• **Problem statement**:
Extract every line of the material below and reproduce each one character for character, in the same order.

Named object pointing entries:
# # #
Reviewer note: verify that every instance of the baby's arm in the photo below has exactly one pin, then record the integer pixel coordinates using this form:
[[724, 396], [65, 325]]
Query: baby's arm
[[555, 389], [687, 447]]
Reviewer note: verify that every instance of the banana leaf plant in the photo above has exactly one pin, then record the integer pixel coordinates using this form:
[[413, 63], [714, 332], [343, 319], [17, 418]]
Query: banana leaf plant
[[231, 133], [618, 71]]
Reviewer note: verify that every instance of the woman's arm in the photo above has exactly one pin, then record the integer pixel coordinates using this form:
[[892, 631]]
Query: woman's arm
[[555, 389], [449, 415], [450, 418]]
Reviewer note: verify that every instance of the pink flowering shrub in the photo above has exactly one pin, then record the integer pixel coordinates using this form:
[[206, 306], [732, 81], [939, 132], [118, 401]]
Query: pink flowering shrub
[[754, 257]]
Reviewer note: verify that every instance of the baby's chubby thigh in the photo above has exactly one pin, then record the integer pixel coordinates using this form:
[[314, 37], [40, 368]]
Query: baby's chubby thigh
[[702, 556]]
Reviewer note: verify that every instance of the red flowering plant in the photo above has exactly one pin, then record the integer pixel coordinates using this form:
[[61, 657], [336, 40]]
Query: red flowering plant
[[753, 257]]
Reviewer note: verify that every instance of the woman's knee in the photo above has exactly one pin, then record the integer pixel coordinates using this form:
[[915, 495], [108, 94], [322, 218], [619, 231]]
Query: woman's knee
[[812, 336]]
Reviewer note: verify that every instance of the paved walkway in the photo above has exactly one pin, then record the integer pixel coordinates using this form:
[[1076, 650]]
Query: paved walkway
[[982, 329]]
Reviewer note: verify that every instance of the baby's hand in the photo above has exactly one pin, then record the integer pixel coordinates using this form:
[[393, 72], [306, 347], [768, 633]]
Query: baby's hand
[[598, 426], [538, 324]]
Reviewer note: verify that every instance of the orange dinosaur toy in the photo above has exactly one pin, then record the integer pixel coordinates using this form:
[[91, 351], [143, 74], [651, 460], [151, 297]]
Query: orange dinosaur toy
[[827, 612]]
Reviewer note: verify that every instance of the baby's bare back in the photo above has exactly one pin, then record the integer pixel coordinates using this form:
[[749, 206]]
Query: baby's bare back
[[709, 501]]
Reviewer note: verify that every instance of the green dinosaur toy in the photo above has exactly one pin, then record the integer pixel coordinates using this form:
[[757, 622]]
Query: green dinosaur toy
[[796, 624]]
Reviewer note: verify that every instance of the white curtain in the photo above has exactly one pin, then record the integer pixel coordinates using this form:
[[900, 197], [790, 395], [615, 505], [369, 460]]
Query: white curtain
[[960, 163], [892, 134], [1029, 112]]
# # #
• **Output**:
Reviewer note: verify that every instance of the baby's arm in the photo below has exactly one pin, then record the integer pixel coordinates using this form:
[[724, 396], [65, 325]]
Query: baby's arm
[[555, 389], [687, 447]]
Reviewer note: verify that every instance of the banana leaf plant in the photo above has exactly one pin, then record the integer pixel coordinates using this form:
[[413, 63], [714, 332], [343, 319], [17, 418]]
Query: banana leaf plant
[[231, 133], [618, 71]]
Reviewer note: verify that every instance of the woman's arm in the photo above has exactly one pin, then record the integer pixel coordinates using this form:
[[892, 631]]
Query: woman's arm
[[555, 389], [449, 415], [450, 418]]
Reviewer note: verify that every instance of the pink flowering shrub in the photo above has exactly one pin, then record the integer pixel coordinates using this form:
[[206, 306], [732, 81], [939, 132], [118, 401]]
Query: pink flowering shrub
[[754, 257]]
Reviewer note: verify that every instance of the baby's chubby thigh in the photo above has exactly one pin, then record the integer pixel coordinates using this form:
[[314, 37], [40, 368]]
Query: baby's chubby thigh
[[702, 556]]
Reviewer note: verify that every instance of the red flowering plant in the photo above has exactly one pin, then record the integer pixel coordinates using this form:
[[61, 657], [336, 40]]
Query: red flowering plant
[[753, 257]]
Reviewer note: verify that every instance of the woman's knee in the photo above has exactly one pin, then record the integer pixel coordinates using this form:
[[915, 495], [108, 94], [322, 218], [619, 231]]
Query: woman's knee
[[812, 336]]
Reviewer note: verify that every instance of the paved walkway in the photo above has exactly one pin, then record the integer pixel coordinates using this form:
[[1076, 650]]
Query: paved walkway
[[982, 329]]
Reviewer note: verify that every instance of the baby's hand in the photo above has exactly one pin, then record the integer pixel coordinates using this form:
[[393, 72], [306, 347], [768, 633]]
Query: baby's hand
[[598, 426], [538, 324]]
Reviewer note: verify that every instance of the orange dinosaur toy in the photo above has exactly one pin, then record the integer pixel coordinates using this form:
[[91, 351], [143, 74], [651, 460], [151, 297]]
Query: orange dinosaur toy
[[827, 612]]
Reviewer note: verify that every instance of the baby's bare back in the photo above has exactly one pin, then record the integer pixel coordinates using this form:
[[749, 206]]
Query: baby's bare back
[[709, 501]]
Reviewer note: verify that every instance of the green dinosaur toy in the photo above has exactly one pin, then record the integer pixel coordinates using this form:
[[757, 622]]
Query: green dinosaur toy
[[796, 624]]
Reviewer note: verify that every instance of the white curtain in the photo above has exactly one pin, then record the integer pixel coordinates using this form:
[[900, 197], [790, 395], [615, 505], [369, 460]]
Query: white curtain
[[960, 163], [892, 134], [1029, 112]]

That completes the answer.